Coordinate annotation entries
========

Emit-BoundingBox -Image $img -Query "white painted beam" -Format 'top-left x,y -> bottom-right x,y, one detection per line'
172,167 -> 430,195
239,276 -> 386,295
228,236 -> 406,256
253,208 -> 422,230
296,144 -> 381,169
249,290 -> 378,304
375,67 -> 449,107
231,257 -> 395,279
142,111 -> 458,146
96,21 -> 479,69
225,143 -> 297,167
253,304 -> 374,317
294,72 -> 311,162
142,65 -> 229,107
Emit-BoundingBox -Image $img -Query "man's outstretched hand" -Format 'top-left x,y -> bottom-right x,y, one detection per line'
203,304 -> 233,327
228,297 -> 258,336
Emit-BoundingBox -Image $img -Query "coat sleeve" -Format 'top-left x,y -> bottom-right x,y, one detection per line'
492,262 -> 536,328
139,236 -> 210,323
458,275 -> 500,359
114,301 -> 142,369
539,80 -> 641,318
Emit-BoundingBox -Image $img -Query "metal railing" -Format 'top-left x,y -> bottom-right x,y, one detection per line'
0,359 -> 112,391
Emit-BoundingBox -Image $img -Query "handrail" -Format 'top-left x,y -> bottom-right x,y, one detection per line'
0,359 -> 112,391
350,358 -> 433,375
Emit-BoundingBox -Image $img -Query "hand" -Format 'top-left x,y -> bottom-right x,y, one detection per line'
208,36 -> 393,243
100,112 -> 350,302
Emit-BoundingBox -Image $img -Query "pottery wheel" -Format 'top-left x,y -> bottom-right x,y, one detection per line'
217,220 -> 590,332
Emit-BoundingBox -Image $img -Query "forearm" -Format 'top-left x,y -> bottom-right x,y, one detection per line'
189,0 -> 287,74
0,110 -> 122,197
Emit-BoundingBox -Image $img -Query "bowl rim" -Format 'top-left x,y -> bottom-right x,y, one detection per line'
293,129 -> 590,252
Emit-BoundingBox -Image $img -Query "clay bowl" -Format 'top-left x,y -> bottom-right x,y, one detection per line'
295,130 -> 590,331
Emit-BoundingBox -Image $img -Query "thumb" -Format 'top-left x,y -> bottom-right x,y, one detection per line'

========

Repeat all of the material above line for line, with every character unchanged.

Emit-BoundingBox -Image $img -Query "white painted beam" -Format 'top-left x,y -> bottom-right x,y, one detection per line'
172,167 -> 430,195
239,276 -> 386,295
228,236 -> 406,256
253,208 -> 422,230
296,144 -> 381,169
249,290 -> 378,304
375,67 -> 449,107
231,257 -> 395,279
142,111 -> 458,146
96,21 -> 479,69
225,143 -> 297,167
253,304 -> 374,317
294,72 -> 311,162
142,65 -> 229,107
Emit-BoundingBox -Image $img -Query "man's outstretched hand" -Format 'top-left x,y -> bottom-right x,y, one detection per line'
203,304 -> 233,327
228,297 -> 258,336
Emit-BoundingBox -Image $img -Query "coat sleeve" -Format 'top-left x,y -> bottom-right x,y, one detection per line'
492,262 -> 536,328
139,236 -> 210,323
458,275 -> 500,359
114,301 -> 142,369
539,80 -> 641,318
Emit-BoundingBox -Image $img -Query "metal railing" -Format 'top-left x,y -> bottom-right x,y, one detection per line'
0,359 -> 112,391
Emit-BoundingBox -Image $img -Query "handrail" -Format 'top-left x,y -> bottom-right x,y, one detection per line'
0,359 -> 112,391
350,358 -> 433,375
Emit-BoundingBox -Image $img -Query "hand" -Format 'top-left x,y -> bottom-right x,y, one detection per line'
208,36 -> 393,243
100,112 -> 350,302
Emit-BoundingBox -Image $img -Query "pottery wheel" -Format 'top-left x,y -> bottom-right x,y, one detection per line'
217,220 -> 590,332
Emit-BoundingBox -Image $img -Query "forearm" -Format 'top-left x,y -> bottom-right x,y, one detection per line'
189,0 -> 287,74
0,110 -> 122,197
Emit-BoundingBox -Image $img -Query "bowl rim" -Format 'top-left x,y -> bottom-right x,y, one detection per line'
293,129 -> 590,252
Emit-BoundingBox -Image $img -Query "clay bowl" -Format 'top-left x,y -> bottom-right x,y, one detection per line'
295,130 -> 590,331
Emit-BoundingBox -Image $img -Query "thumb" -Format 'top-left x,y -> bottom-right x,y, one detection per line'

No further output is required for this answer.